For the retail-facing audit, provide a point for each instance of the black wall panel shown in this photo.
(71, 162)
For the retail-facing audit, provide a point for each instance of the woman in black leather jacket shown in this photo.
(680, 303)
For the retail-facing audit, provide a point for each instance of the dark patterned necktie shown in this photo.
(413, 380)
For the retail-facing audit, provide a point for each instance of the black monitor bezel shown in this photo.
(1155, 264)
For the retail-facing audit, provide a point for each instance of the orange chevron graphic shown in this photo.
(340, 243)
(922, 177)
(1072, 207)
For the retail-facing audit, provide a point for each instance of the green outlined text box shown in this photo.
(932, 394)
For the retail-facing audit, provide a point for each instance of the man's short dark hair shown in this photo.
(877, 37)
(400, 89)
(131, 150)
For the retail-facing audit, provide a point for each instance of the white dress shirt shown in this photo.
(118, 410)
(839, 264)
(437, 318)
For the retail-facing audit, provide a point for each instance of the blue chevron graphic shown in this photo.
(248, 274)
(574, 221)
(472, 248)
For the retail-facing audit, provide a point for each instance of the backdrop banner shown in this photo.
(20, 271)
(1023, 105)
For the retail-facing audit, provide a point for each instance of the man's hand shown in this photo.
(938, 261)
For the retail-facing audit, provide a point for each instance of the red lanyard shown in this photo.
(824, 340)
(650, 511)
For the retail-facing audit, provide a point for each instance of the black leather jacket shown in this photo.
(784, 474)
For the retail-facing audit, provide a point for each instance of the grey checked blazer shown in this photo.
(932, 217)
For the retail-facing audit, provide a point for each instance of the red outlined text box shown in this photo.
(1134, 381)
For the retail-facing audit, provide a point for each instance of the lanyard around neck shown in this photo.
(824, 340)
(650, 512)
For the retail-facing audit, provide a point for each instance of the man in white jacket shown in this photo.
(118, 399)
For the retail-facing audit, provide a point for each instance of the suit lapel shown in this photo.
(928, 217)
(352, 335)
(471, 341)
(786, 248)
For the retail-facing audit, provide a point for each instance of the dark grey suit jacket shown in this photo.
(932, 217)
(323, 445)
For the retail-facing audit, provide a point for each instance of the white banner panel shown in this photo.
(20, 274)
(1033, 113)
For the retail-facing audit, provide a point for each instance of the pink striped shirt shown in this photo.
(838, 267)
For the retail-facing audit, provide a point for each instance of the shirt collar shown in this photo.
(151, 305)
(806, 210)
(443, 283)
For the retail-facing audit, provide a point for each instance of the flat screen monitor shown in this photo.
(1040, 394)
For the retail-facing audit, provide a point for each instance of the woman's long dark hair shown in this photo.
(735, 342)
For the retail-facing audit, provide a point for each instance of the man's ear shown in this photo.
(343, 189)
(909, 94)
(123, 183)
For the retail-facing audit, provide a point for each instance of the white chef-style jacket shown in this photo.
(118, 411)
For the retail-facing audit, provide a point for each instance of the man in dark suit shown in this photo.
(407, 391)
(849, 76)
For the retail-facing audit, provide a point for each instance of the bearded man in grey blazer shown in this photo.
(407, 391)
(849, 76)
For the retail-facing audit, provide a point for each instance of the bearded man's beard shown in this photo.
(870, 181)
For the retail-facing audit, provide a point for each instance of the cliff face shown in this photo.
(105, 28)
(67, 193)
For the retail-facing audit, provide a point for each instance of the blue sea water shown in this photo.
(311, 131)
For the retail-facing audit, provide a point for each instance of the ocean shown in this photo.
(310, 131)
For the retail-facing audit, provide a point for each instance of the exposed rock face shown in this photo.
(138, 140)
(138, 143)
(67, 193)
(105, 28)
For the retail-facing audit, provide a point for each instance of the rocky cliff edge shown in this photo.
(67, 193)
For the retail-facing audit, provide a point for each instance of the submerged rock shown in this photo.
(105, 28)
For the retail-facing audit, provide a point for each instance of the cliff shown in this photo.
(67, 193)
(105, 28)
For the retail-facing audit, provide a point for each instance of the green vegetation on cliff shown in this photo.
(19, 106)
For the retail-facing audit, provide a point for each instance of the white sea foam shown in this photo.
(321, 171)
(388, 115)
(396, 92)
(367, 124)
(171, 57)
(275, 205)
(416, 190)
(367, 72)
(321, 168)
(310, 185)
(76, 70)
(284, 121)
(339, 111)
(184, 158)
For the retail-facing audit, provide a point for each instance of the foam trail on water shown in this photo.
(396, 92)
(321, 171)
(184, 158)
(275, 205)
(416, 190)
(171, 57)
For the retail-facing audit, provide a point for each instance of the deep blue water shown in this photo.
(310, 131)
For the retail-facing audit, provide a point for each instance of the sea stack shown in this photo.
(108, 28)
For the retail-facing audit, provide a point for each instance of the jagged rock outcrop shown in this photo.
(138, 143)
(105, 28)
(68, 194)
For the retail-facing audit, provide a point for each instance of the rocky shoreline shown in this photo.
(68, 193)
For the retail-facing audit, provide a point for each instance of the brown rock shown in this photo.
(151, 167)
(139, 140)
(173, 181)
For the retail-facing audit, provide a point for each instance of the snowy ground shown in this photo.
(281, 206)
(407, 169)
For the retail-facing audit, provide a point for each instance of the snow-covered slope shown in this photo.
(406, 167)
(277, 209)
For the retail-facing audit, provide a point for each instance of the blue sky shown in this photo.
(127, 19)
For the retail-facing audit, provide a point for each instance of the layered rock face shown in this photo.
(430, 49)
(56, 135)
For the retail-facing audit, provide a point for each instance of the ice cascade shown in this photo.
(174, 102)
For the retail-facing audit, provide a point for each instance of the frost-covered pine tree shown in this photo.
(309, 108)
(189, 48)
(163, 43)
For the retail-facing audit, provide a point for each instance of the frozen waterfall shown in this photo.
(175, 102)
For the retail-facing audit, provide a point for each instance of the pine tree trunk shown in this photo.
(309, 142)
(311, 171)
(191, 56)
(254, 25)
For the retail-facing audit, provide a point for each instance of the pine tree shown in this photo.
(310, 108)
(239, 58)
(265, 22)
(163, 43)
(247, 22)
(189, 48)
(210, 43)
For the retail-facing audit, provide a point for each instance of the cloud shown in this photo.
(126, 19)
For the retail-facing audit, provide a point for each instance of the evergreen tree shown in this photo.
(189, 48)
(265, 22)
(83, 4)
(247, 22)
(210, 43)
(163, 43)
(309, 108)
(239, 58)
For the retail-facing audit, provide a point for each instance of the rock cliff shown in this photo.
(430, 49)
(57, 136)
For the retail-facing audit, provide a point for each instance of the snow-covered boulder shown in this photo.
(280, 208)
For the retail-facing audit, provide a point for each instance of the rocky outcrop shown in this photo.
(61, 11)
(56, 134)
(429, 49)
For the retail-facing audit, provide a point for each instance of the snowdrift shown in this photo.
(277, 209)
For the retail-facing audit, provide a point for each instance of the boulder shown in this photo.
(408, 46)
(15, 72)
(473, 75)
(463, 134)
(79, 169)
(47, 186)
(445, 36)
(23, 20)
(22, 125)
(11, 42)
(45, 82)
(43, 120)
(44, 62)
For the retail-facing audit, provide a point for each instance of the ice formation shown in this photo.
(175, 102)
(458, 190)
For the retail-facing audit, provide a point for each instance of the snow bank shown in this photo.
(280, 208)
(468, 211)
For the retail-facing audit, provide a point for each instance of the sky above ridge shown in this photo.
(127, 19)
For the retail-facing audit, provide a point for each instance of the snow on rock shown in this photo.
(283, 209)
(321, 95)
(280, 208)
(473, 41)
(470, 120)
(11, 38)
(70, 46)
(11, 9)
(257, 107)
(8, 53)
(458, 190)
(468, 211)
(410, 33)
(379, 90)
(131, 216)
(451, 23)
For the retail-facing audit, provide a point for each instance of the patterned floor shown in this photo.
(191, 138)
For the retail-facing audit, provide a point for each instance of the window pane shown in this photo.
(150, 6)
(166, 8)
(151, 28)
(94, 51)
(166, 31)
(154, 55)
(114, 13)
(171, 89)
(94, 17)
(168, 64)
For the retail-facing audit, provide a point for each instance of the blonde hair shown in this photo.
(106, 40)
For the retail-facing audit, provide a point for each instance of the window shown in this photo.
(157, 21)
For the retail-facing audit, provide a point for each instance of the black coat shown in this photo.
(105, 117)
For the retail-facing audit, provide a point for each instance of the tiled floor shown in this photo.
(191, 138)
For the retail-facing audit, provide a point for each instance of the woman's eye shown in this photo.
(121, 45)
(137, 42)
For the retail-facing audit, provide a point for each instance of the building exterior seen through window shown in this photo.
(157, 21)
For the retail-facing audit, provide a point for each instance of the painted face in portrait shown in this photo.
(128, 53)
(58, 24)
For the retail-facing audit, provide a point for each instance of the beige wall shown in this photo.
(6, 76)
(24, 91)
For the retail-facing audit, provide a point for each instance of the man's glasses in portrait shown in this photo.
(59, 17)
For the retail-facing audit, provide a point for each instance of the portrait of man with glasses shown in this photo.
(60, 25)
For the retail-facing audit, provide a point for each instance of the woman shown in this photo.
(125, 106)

· · · ·

Starting at the line containing "glasses shown in this photo." and running through the end of the records, both ends included, write out those lines again, requests included. Scale every coordinate in the answers by 2 and round to whole numbers, with halves rounded up.

### Exercise solution
For the retail-facing audit, provide a point for each instance of the portrait of man with glasses shown in this photo.
(120, 50)
For the retail-facing audit, provide a point for each instance of the woman shown in this photo.
(250, 212)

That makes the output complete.